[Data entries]

- - - - - - -

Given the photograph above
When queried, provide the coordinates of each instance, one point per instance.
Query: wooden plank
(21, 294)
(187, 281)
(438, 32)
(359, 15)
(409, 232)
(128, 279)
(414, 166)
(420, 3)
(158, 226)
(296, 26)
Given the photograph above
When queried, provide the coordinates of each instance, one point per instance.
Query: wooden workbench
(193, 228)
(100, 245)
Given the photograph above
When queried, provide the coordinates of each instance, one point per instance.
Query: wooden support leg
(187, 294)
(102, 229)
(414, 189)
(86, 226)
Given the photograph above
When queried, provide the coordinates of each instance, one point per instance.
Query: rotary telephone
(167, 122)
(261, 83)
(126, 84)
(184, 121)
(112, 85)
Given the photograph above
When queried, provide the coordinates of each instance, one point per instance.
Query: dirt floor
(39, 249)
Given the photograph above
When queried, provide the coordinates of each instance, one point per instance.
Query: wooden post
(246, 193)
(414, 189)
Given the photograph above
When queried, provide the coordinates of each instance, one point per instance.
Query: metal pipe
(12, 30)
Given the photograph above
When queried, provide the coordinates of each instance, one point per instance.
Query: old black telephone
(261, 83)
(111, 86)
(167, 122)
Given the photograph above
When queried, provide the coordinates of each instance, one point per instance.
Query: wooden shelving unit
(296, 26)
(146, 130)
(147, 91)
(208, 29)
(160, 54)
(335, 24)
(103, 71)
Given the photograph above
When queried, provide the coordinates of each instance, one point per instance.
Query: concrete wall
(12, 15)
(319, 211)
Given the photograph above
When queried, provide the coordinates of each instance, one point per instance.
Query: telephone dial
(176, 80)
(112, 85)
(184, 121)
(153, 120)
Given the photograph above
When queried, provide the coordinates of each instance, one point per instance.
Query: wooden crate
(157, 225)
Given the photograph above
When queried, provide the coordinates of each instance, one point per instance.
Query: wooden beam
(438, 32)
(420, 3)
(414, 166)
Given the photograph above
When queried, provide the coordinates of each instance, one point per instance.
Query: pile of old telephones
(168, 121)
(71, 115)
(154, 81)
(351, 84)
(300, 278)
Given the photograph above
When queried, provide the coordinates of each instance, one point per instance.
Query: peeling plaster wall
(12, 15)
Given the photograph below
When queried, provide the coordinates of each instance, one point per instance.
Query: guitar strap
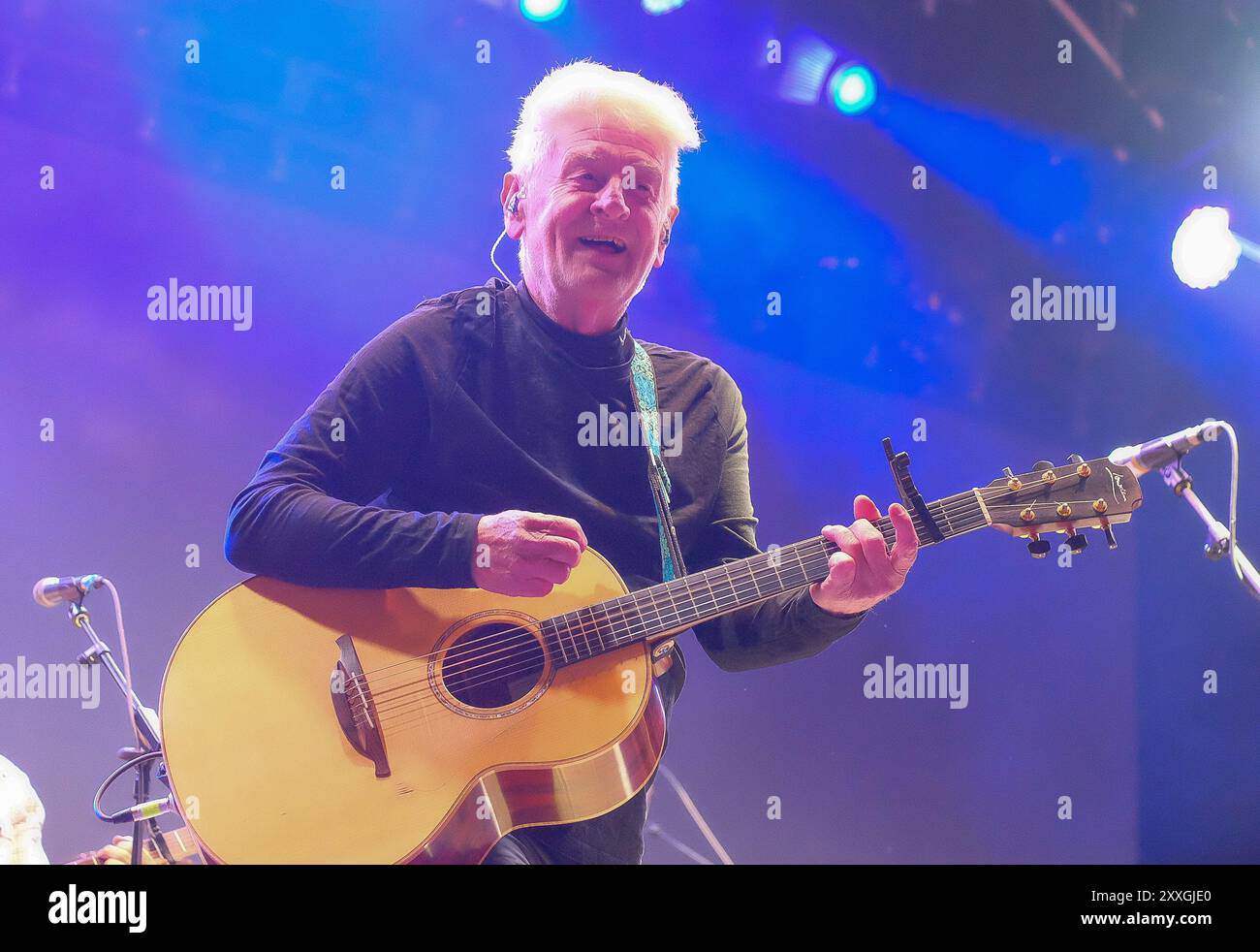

- - - - - - -

> **ACTION ITEM**: Give the data above back unchanged, except for the pictures.

> **SOLUTION TO THIS EXERCISE**:
Given the photograph above
When queried, provide the coordinates of each instance, one point per instance.
Query: wooden plank
(21, 294)
(187, 281)
(438, 32)
(359, 15)
(409, 232)
(128, 279)
(414, 166)
(420, 3)
(158, 226)
(296, 26)
Given the photograph above
When queried, provide the coordinates of each instance, one point per instance.
Query: wooden workbench
(193, 228)
(100, 245)
Given the photograph above
When queried, provide the coordinates of each instance, one point per instance.
Query: wooden support leg
(187, 294)
(102, 229)
(414, 189)
(86, 226)
Given the photograph above
When queried, provide the coordinates of each instance, one point per instance.
Query: rotary telephone
(167, 122)
(261, 83)
(126, 84)
(184, 121)
(112, 85)
Given the photograph above
When queried, provide the coordinates of each instance, one point per instance.
Query: dirt floor
(39, 249)
Given the photograph above
When queried, provide the coordinates of each instance, one point per instance.
Query: wooden post
(246, 193)
(414, 189)
Given the photograph above
When queried, provide the coordinates of each instance, one point per instance.
Query: metal pipe
(12, 30)
Given the photograph above
When queried, provide the coordinates of each instance, one point per instance.
Query: old black telephone
(261, 83)
(111, 86)
(167, 122)
Given the photograph above
When queried, provide the coordinates of each instance, one point per instance.
Query: wooden shelving unit
(296, 26)
(146, 130)
(147, 91)
(208, 29)
(160, 54)
(335, 24)
(103, 71)
Given the photograph above
When queried, provide the coordinates of each instance, one point per instance.
Query: concrete wall
(12, 15)
(319, 211)
Given the photograph above
When queried, provide the coordinates of each instance, one point per instance.
Query: telephone dial
(176, 80)
(112, 85)
(184, 121)
(153, 120)
Given the photograph above
When queried, provide the coordinates of each instance, one point per instance.
Query: wooden crate
(157, 225)
Given the photograph above
When queried, provide the coordinates of each instance, one point per instance.
Query: wooden beam
(438, 32)
(420, 3)
(414, 166)
Given the photograph above
When queried, provide the coordinates of each instance, one point per instance.
Query: pile of old telephones
(168, 121)
(71, 115)
(154, 81)
(351, 84)
(300, 278)
Given the photograph above
When queried, provide the coordinates of each instance, one point per instance.
Query: peeling plaster wall
(12, 15)
Given the photograph below
When queried, provide the coordinates of each instance, one point per instance.
Query: guitar strap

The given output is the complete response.